[Image annotation data]
__________
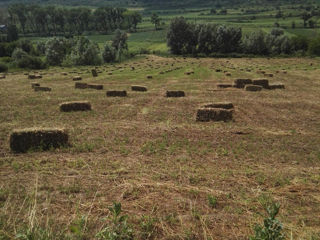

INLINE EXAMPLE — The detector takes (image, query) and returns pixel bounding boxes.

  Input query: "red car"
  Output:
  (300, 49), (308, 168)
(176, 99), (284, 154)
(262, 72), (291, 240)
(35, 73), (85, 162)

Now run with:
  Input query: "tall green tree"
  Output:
(151, 13), (161, 30)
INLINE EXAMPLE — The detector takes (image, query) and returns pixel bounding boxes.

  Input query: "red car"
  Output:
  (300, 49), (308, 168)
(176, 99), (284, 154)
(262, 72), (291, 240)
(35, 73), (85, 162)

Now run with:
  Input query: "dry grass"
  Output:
(0, 56), (320, 239)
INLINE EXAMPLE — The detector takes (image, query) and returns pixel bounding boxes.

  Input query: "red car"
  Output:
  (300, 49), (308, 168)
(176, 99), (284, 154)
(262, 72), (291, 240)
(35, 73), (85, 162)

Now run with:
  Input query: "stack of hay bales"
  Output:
(33, 86), (51, 92)
(74, 82), (88, 89)
(87, 84), (103, 90)
(59, 101), (91, 112)
(106, 90), (127, 97)
(73, 76), (82, 81)
(196, 102), (234, 122)
(217, 83), (233, 88)
(252, 79), (269, 89)
(31, 82), (40, 89)
(91, 69), (98, 77)
(28, 74), (42, 79)
(166, 91), (185, 97)
(269, 83), (285, 90)
(131, 86), (148, 92)
(9, 128), (69, 153)
(234, 78), (252, 88)
(245, 84), (262, 92)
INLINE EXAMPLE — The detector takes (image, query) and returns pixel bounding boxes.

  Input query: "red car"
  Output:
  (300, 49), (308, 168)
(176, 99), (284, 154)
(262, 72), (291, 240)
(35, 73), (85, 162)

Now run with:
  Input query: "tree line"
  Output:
(0, 29), (129, 72)
(8, 4), (142, 36)
(167, 17), (320, 56)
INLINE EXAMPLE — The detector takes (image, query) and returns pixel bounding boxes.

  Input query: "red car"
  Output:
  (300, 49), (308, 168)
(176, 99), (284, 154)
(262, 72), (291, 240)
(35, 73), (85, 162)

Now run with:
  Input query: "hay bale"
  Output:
(28, 74), (36, 79)
(59, 101), (91, 112)
(107, 90), (127, 97)
(184, 71), (194, 75)
(9, 128), (69, 153)
(31, 82), (40, 89)
(217, 83), (233, 88)
(201, 102), (234, 109)
(264, 73), (273, 77)
(87, 84), (103, 90)
(33, 86), (51, 92)
(166, 91), (185, 97)
(234, 78), (252, 88)
(91, 69), (98, 77)
(196, 108), (233, 122)
(269, 83), (285, 90)
(245, 84), (262, 92)
(74, 82), (88, 89)
(252, 79), (269, 89)
(131, 86), (148, 92)
(72, 76), (82, 81)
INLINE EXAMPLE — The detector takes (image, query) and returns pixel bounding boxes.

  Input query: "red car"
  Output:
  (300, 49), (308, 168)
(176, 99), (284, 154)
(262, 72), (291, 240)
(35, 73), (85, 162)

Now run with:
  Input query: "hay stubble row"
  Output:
(0, 56), (320, 239)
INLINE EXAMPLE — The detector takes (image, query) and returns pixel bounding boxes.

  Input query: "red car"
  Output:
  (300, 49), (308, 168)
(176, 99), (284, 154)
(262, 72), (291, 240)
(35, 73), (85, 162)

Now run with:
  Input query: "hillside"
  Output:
(0, 0), (308, 8)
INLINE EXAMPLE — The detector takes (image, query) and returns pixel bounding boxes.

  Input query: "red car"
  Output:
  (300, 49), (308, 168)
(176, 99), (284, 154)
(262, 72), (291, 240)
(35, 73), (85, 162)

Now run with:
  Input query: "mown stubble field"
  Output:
(0, 56), (320, 240)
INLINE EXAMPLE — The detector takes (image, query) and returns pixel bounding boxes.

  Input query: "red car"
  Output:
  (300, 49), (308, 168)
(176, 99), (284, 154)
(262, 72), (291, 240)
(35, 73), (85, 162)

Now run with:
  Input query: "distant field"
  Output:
(0, 55), (320, 240)
(24, 6), (319, 53)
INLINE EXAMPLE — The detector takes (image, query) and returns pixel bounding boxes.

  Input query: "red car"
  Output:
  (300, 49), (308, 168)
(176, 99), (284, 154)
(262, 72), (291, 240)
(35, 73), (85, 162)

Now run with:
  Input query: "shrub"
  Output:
(16, 55), (47, 69)
(45, 38), (67, 66)
(70, 37), (102, 65)
(0, 63), (8, 72)
(36, 42), (46, 55)
(96, 202), (134, 240)
(19, 40), (35, 54)
(250, 203), (285, 240)
(12, 48), (28, 62)
(0, 42), (18, 57)
(308, 38), (320, 56)
(167, 17), (197, 54)
(242, 31), (268, 55)
(102, 43), (116, 63)
(291, 36), (309, 51)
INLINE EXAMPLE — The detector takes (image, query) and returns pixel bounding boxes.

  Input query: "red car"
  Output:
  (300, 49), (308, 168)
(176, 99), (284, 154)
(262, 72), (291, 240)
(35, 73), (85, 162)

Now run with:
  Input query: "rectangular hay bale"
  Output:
(252, 79), (269, 89)
(9, 128), (69, 153)
(196, 108), (233, 122)
(234, 78), (252, 88)
(166, 91), (185, 97)
(88, 84), (103, 90)
(131, 86), (148, 92)
(74, 82), (88, 89)
(201, 102), (234, 109)
(33, 86), (51, 92)
(106, 90), (127, 97)
(60, 101), (91, 112)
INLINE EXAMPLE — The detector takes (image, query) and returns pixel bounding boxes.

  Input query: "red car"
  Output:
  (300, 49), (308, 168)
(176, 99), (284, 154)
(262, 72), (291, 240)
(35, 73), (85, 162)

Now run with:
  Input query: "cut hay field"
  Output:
(0, 56), (320, 240)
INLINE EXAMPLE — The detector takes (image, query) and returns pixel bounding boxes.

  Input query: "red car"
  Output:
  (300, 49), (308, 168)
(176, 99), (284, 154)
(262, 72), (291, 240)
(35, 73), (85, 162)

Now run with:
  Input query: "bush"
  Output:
(167, 17), (198, 54)
(250, 203), (285, 240)
(0, 42), (18, 57)
(96, 202), (134, 240)
(45, 38), (67, 66)
(242, 31), (268, 55)
(16, 55), (47, 69)
(12, 48), (28, 62)
(291, 36), (309, 52)
(102, 43), (116, 63)
(69, 37), (102, 65)
(19, 40), (35, 54)
(308, 38), (320, 56)
(0, 63), (8, 72)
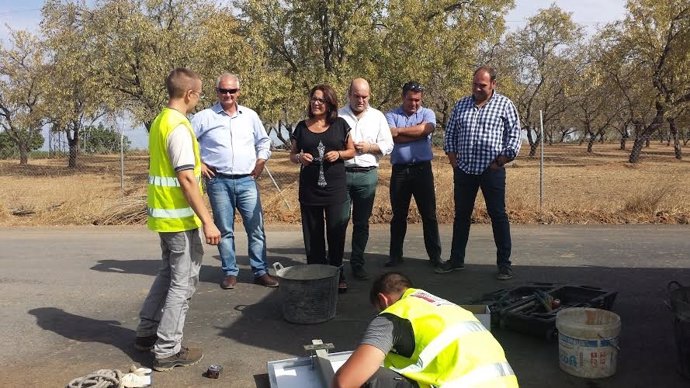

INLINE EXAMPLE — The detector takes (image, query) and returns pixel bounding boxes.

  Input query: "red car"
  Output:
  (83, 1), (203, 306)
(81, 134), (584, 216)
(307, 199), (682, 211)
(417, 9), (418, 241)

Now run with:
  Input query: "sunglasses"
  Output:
(216, 88), (240, 94)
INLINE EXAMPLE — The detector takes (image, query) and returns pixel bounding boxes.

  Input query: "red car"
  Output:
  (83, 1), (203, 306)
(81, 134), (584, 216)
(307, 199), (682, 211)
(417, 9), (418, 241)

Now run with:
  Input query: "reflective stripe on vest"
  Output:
(391, 321), (486, 374)
(148, 207), (194, 218)
(440, 362), (515, 388)
(149, 176), (180, 187)
(149, 175), (201, 187)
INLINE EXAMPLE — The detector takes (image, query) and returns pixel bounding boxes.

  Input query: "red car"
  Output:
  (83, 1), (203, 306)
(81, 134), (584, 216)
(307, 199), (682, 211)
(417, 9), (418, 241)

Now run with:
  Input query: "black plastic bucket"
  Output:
(273, 263), (340, 324)
(667, 280), (690, 379)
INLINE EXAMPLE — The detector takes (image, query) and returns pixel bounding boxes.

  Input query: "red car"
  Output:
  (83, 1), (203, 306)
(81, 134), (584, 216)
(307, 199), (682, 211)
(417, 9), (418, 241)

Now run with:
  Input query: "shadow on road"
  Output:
(91, 255), (296, 284)
(28, 307), (153, 365)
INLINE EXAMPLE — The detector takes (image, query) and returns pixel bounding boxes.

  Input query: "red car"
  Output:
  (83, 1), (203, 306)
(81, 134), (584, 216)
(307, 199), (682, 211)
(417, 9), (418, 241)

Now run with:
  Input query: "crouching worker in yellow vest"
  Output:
(333, 272), (518, 388)
(134, 68), (220, 371)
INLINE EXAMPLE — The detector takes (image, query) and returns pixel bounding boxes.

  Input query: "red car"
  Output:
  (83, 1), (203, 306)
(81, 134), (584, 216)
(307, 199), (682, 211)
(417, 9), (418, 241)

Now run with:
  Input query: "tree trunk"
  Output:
(67, 131), (79, 168)
(628, 137), (649, 163)
(667, 118), (683, 160)
(17, 144), (29, 166)
(525, 126), (539, 158)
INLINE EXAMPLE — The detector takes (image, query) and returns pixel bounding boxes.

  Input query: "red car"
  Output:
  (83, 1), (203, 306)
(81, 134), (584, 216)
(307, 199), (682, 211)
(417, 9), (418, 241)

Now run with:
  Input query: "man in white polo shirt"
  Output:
(338, 78), (393, 280)
(192, 73), (278, 289)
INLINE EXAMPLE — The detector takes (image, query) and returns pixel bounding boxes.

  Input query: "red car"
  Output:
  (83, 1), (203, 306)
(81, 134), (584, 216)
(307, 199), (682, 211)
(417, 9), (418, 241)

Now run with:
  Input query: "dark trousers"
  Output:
(450, 167), (512, 267)
(343, 168), (378, 268)
(362, 367), (419, 388)
(300, 203), (347, 267)
(390, 162), (441, 261)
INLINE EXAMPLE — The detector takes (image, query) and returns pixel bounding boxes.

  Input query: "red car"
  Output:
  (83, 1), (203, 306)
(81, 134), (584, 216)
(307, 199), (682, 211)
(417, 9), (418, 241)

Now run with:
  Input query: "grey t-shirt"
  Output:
(361, 313), (415, 358)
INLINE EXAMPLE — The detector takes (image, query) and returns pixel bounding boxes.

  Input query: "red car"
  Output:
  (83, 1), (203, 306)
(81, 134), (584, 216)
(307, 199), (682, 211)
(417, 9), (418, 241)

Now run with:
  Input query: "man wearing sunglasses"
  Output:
(192, 73), (278, 289)
(384, 81), (441, 267)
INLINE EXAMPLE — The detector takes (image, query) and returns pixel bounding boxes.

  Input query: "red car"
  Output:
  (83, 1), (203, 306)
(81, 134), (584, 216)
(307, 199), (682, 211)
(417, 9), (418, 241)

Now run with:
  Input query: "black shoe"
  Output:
(496, 266), (513, 280)
(434, 260), (465, 273)
(352, 267), (369, 280)
(153, 346), (204, 372)
(134, 335), (158, 352)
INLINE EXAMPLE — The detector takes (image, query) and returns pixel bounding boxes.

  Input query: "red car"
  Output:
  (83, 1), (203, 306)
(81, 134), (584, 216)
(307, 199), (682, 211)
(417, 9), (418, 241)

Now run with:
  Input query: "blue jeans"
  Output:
(137, 229), (204, 359)
(450, 167), (512, 267)
(206, 174), (268, 277)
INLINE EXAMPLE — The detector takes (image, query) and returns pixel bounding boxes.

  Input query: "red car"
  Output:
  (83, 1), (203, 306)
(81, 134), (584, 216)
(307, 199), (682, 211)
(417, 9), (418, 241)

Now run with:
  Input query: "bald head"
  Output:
(347, 78), (371, 114)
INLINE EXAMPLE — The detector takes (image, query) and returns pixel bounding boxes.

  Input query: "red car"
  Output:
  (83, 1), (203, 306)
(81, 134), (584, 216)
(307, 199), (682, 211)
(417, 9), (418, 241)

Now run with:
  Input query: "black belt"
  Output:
(345, 166), (376, 172)
(216, 172), (252, 179)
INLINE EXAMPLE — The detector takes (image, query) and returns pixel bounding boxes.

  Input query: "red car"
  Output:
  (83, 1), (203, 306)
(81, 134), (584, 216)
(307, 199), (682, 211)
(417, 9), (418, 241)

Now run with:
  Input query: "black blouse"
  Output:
(292, 117), (350, 206)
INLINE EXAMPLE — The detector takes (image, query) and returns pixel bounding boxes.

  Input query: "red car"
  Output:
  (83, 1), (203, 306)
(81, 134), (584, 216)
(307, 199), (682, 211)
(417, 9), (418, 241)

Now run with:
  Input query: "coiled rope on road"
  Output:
(66, 369), (124, 388)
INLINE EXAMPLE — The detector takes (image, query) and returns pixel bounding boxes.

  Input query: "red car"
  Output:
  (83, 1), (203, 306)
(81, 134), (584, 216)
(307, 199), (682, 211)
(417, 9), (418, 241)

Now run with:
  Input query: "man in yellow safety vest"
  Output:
(333, 272), (518, 388)
(134, 68), (220, 371)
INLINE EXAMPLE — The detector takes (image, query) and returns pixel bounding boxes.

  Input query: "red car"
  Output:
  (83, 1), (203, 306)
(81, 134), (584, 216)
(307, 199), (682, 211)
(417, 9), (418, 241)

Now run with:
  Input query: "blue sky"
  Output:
(0, 0), (625, 148)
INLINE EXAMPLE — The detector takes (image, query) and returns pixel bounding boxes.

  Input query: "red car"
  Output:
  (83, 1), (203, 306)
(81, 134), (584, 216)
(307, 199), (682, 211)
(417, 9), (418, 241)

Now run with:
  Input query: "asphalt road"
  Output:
(0, 225), (690, 388)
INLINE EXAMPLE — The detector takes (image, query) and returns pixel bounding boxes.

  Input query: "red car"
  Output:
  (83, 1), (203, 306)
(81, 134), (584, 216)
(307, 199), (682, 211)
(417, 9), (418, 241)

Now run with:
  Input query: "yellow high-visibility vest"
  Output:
(381, 288), (518, 388)
(146, 108), (201, 232)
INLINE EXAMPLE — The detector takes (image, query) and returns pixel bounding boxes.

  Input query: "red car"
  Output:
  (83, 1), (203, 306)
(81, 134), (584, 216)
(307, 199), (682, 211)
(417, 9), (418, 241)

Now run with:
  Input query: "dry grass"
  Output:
(0, 144), (690, 226)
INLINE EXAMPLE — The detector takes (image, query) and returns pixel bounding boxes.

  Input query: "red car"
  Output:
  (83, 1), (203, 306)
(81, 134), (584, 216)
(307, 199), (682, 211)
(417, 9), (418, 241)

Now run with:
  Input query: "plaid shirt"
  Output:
__________
What you should do:
Rewrite every line of the records, starting at the very first line and stopping after the line that has "(151, 13), (161, 30)". Offset each coordinate in the answers by -55, change no other numbers, and leave the pictures out.

Solution:
INLINE EXAMPLE — The detector takes (image, query) and returns pixel bounding boxes.

  Input query: "red car"
  Output:
  (300, 49), (308, 168)
(176, 99), (284, 154)
(262, 72), (291, 240)
(35, 73), (85, 162)

Now run with:
  Input query: "tall green tree"
  Output:
(96, -42), (106, -25)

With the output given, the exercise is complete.